Task details: Whenever the word "pink" shows up in a line of the data, copy that line.

┌────────

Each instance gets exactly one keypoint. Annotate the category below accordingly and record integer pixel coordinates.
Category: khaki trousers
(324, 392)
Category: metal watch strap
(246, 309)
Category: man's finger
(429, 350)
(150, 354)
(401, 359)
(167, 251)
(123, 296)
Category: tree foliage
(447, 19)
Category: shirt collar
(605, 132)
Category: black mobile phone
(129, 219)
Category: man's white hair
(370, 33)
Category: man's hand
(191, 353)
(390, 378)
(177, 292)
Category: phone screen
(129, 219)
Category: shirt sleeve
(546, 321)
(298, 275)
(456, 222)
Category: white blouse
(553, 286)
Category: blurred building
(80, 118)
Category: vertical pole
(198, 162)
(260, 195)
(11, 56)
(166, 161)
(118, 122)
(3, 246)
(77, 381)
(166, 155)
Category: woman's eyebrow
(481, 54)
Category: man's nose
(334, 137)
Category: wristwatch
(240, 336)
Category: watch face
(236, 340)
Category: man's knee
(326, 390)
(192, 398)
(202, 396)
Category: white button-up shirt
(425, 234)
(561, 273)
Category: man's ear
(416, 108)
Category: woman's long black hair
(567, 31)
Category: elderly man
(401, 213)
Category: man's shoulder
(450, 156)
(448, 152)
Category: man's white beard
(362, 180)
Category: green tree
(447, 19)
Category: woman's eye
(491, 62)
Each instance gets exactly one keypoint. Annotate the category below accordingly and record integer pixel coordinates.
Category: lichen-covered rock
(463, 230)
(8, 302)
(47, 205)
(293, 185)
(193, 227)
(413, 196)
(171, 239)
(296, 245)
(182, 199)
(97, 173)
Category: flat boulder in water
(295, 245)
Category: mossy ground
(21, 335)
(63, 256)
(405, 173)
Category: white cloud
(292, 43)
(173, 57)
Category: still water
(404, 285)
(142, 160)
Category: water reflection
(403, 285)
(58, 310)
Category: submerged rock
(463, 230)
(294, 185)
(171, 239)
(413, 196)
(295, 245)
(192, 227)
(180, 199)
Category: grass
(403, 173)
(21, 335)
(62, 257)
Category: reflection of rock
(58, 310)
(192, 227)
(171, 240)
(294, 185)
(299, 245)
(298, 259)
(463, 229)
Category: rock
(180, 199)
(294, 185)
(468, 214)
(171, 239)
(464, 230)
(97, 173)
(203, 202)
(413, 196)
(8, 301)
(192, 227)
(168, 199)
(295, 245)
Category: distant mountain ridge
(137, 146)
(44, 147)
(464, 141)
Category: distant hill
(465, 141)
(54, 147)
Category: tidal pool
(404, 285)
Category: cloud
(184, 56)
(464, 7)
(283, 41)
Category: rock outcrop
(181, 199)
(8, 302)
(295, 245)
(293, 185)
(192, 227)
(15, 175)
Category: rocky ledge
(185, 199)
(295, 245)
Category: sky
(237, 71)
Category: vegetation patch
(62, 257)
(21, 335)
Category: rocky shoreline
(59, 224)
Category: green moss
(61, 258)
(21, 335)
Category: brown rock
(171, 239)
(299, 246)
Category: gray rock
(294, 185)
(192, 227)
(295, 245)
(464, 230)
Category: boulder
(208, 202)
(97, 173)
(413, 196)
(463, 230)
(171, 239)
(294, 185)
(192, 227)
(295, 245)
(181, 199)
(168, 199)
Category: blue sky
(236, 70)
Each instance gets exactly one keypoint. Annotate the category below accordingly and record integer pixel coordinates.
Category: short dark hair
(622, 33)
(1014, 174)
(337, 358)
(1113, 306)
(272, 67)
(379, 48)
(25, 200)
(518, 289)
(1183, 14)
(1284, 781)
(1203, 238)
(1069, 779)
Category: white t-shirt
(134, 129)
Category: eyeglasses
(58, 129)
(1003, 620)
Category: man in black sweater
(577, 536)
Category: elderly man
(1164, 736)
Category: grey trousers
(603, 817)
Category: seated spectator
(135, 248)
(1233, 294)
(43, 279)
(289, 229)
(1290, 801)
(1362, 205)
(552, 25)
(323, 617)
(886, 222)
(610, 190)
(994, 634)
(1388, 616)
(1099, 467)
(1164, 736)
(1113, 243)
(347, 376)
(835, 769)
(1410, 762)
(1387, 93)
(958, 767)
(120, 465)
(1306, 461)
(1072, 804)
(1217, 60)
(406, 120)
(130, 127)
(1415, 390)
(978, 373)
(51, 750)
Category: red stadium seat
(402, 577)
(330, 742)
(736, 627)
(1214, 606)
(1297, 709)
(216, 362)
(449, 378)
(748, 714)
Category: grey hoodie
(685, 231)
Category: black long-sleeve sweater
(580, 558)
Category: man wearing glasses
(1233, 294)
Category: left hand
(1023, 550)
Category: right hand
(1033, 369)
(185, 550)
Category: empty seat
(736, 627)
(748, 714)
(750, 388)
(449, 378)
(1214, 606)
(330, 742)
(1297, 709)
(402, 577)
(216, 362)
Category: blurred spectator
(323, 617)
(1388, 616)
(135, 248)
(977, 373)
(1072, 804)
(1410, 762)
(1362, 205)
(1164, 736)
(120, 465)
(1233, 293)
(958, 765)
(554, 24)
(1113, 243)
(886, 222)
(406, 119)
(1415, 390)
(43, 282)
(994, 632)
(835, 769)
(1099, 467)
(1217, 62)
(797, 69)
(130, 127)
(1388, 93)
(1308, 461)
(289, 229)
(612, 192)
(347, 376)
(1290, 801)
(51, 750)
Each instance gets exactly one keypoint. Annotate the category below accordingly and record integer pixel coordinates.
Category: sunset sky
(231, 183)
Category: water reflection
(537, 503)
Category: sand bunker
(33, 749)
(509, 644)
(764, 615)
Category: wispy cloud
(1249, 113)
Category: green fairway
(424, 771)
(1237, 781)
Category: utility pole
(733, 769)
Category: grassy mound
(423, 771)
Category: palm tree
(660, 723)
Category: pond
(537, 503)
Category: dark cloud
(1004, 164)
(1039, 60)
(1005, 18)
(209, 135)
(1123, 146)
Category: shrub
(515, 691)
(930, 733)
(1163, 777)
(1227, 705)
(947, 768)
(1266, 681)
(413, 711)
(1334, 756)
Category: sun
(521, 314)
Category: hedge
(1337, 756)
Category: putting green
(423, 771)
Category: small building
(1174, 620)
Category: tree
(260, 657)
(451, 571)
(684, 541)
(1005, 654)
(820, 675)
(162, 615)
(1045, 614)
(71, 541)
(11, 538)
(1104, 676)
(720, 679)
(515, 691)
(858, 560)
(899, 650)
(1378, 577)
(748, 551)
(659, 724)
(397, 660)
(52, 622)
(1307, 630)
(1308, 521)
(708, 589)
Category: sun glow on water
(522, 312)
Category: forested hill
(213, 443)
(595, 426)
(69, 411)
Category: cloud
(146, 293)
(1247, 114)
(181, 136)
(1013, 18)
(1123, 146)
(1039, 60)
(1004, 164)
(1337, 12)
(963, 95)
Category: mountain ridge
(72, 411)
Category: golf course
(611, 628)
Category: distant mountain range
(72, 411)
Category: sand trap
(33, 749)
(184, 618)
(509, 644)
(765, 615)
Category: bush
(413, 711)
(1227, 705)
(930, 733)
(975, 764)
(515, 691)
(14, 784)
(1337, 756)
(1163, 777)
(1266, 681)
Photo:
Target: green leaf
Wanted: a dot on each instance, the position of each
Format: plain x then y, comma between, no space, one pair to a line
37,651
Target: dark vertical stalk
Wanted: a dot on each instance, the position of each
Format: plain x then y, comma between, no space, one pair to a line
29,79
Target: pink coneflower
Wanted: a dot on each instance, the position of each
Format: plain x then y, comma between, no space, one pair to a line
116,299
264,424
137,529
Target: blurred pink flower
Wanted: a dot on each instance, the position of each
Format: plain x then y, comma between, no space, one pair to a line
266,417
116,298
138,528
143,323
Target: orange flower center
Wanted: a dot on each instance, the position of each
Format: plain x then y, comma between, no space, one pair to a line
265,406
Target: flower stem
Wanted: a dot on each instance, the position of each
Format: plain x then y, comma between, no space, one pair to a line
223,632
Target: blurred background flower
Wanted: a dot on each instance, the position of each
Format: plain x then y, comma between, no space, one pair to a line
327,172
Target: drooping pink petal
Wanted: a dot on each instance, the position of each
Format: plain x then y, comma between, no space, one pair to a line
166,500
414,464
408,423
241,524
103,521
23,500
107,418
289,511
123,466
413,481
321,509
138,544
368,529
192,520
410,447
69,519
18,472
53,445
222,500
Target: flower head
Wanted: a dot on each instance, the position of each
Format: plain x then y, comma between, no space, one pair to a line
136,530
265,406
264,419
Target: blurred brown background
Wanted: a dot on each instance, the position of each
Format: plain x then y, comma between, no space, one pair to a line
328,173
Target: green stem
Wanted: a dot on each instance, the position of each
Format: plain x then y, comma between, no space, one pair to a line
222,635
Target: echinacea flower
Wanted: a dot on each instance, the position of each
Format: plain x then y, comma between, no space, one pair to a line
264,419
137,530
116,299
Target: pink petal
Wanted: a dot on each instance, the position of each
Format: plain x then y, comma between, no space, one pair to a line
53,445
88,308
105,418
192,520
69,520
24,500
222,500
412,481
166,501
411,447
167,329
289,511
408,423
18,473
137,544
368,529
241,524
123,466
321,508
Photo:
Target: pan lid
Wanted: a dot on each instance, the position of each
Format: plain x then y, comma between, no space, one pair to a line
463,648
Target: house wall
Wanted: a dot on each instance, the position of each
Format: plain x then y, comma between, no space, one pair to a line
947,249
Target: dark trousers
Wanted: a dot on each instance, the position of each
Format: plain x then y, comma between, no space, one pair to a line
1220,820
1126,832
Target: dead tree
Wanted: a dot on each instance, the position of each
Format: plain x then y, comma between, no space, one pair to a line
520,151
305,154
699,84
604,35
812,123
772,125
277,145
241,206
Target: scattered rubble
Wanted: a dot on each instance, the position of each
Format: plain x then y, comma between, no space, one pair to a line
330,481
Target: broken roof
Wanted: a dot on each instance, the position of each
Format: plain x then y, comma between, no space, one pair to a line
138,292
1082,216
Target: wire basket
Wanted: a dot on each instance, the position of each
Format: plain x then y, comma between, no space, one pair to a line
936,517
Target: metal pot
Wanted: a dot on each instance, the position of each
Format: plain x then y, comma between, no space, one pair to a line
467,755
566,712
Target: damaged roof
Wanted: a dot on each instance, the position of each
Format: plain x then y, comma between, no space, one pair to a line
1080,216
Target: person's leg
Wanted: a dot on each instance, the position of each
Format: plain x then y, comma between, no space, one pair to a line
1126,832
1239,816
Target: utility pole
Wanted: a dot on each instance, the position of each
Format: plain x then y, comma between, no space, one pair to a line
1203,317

└────────

Expected output:
Target: pink coneflower
Target: blurred pink flower
Target: drooping pink petal
Target: pink petal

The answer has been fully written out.